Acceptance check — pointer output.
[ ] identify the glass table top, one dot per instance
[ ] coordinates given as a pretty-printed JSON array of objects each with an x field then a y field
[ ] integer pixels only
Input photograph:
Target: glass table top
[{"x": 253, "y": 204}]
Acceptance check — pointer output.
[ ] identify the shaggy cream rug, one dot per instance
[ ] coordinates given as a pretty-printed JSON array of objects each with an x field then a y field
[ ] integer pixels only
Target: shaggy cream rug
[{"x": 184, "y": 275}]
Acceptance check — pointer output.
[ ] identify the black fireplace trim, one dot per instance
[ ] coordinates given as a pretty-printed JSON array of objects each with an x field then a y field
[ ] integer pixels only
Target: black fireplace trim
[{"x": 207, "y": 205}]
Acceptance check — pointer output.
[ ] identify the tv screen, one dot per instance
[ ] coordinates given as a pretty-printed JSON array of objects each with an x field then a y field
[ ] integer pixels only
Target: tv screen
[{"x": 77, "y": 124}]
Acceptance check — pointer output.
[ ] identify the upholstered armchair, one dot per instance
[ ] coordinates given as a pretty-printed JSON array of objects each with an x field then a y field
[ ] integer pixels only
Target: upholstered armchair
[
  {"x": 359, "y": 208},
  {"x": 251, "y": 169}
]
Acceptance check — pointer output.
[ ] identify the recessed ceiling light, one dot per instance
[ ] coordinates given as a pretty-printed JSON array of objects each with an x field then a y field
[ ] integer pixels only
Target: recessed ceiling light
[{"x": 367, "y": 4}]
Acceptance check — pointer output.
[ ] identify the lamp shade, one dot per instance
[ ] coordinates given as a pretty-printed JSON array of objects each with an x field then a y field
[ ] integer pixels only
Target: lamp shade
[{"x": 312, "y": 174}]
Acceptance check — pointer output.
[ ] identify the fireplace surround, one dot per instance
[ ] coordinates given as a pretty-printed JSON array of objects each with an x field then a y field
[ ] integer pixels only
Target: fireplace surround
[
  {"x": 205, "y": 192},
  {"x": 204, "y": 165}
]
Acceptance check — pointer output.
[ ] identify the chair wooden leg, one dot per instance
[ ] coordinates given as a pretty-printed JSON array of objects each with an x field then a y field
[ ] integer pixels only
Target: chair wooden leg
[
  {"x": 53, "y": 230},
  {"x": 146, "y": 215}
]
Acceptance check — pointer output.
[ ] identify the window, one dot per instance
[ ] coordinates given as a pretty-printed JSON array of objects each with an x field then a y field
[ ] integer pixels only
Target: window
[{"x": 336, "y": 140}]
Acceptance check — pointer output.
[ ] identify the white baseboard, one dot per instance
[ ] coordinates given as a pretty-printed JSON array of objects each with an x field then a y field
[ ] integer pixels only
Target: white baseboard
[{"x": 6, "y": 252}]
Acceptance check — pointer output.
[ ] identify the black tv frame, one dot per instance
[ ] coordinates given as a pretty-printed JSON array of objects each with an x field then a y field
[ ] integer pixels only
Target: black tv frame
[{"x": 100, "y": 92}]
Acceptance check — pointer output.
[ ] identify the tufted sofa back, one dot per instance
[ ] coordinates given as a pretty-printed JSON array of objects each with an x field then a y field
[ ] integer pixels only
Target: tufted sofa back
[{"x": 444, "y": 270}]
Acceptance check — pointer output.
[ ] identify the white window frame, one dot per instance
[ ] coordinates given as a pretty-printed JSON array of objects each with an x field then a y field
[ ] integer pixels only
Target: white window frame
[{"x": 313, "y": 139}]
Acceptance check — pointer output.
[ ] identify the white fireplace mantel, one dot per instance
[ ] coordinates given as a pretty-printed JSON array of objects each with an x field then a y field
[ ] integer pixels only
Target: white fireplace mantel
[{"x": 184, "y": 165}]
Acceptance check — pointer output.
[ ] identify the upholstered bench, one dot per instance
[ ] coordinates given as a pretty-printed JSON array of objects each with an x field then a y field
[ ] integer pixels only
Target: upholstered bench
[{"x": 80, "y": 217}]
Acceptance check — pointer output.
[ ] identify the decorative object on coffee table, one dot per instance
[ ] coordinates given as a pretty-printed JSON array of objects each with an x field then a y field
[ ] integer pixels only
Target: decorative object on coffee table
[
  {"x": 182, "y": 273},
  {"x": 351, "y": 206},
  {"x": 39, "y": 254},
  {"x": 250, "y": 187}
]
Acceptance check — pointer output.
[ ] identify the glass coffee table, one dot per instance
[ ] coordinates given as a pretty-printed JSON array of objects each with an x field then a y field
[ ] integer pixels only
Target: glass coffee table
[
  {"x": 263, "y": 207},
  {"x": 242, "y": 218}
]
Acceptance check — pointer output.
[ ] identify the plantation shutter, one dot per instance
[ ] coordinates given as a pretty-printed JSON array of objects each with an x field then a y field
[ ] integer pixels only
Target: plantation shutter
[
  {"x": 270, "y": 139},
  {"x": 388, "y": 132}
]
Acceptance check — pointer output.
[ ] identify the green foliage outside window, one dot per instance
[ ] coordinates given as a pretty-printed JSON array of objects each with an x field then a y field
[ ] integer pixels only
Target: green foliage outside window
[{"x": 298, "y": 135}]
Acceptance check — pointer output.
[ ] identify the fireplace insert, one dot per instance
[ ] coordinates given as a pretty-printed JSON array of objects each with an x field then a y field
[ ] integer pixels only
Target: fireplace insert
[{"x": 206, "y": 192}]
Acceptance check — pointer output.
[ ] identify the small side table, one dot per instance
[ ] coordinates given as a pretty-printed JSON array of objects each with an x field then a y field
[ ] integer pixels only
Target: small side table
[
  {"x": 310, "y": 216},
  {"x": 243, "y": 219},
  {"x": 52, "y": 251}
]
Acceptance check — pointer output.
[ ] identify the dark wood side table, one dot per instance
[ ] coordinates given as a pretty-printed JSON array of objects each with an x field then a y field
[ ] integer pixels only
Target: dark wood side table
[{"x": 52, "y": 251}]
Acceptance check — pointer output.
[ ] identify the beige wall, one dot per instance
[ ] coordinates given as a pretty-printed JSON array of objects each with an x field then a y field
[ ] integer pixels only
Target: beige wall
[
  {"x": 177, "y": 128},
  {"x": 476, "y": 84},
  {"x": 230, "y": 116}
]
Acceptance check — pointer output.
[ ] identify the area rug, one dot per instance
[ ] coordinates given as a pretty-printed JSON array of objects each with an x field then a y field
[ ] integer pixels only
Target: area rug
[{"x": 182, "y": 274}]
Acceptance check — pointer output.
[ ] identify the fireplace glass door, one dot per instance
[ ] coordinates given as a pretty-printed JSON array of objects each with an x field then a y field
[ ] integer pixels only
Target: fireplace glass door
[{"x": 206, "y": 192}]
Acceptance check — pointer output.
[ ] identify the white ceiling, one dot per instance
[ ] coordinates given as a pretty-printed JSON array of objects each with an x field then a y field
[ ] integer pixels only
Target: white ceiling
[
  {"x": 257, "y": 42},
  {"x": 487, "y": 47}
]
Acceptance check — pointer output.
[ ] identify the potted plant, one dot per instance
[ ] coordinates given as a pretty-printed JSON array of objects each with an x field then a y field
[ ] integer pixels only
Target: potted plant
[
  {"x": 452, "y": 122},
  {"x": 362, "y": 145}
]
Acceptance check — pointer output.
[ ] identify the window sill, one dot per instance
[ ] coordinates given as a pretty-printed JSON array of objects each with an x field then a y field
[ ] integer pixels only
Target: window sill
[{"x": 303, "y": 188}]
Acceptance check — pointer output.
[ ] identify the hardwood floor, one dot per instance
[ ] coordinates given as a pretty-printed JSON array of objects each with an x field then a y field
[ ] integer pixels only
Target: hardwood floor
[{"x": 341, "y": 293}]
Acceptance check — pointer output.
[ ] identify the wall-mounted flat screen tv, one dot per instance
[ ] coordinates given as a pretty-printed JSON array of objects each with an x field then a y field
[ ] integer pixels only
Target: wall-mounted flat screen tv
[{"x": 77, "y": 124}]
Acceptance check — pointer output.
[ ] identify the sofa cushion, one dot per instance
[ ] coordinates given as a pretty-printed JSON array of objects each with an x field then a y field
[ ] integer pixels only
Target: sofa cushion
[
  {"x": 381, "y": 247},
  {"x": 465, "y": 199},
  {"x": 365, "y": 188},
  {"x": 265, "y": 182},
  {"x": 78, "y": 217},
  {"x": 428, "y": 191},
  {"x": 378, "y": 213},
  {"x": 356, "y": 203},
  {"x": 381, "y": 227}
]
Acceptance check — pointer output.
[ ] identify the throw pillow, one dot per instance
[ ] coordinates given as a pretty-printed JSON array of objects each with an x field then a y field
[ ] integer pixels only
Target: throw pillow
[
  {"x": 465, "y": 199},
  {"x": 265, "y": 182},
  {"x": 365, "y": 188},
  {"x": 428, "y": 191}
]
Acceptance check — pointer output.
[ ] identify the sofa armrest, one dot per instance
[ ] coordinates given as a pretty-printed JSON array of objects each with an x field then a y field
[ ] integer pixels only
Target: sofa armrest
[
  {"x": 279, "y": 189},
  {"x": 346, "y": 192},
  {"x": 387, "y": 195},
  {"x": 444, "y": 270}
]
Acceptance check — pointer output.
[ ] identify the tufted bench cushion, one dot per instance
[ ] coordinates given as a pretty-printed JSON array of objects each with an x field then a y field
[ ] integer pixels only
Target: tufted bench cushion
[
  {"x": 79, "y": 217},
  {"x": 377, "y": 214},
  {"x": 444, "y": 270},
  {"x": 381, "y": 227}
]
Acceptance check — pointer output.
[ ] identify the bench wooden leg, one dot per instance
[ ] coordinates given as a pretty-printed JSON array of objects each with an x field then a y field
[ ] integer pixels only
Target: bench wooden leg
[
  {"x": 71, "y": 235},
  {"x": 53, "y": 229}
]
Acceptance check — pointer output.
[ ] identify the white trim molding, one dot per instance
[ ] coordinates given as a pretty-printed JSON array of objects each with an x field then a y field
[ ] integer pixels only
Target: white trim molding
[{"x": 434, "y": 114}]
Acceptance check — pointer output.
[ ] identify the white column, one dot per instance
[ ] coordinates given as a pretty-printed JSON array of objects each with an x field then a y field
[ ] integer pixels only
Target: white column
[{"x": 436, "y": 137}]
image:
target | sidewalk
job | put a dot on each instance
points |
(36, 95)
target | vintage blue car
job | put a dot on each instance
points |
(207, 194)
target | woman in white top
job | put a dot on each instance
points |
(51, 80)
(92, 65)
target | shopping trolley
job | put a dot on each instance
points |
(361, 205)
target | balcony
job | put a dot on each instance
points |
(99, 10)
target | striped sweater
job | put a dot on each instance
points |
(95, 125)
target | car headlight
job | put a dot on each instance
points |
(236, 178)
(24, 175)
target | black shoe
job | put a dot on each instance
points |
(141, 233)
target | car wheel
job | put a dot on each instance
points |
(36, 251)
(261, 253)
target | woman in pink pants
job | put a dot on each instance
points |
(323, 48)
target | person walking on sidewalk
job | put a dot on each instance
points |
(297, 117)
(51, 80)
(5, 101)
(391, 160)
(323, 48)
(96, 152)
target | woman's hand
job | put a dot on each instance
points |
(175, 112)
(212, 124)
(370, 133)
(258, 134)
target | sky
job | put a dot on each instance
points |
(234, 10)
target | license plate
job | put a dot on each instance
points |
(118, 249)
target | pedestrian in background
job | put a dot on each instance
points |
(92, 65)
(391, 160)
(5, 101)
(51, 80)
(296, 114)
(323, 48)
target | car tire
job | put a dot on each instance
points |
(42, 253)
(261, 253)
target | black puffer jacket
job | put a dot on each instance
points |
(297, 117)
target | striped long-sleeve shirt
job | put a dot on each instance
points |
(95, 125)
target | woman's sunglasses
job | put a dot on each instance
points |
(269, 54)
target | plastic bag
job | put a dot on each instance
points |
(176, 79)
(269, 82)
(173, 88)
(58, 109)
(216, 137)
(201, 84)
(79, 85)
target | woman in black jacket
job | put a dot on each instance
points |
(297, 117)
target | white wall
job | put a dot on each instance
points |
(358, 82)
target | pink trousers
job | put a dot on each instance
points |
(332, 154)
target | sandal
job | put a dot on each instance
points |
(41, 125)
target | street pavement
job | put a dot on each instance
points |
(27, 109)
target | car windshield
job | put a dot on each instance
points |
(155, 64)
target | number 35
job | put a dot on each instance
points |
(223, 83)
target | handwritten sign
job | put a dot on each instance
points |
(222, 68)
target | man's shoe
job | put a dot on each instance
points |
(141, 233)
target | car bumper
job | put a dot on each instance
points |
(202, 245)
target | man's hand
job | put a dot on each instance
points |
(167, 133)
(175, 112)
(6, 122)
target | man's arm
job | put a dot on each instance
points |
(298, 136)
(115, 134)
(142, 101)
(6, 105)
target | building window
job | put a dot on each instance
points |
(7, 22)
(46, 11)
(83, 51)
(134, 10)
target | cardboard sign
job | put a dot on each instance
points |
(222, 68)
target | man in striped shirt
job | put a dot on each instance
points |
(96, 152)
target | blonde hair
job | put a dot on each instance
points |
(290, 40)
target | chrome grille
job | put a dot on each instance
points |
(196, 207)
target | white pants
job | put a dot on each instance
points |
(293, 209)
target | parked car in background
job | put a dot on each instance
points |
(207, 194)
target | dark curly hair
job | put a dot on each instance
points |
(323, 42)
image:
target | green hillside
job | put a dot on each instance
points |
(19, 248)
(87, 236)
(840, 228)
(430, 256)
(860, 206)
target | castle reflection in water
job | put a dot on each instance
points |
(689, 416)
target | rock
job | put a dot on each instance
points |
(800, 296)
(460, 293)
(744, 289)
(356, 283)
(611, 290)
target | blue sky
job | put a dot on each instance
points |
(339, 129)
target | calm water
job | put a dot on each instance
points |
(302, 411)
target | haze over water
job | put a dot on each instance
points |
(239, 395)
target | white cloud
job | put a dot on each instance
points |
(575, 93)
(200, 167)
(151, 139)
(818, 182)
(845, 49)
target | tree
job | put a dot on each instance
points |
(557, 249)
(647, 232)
=-=-=-=-=
> [Problem details]: Recast the data from its start through the line containing "Target: glass table top" as a Markdown table with the columns Row and Line. Give each line its own numbered row and leave out any blank lines.

> [Solution for this task]:
| Row | Line |
|---|---|
| 1 | Acceptance check — pointer output. |
| 2 | [ ] identify the glass table top, one dot per instance |
| 3 | [ ] coordinates given as a pretty-printed JSON array of objects each with an x field then a y field |
| 4 | [ ] integer pixels only |
| 5 | Input photograph: |
| 6 | Target: glass table top |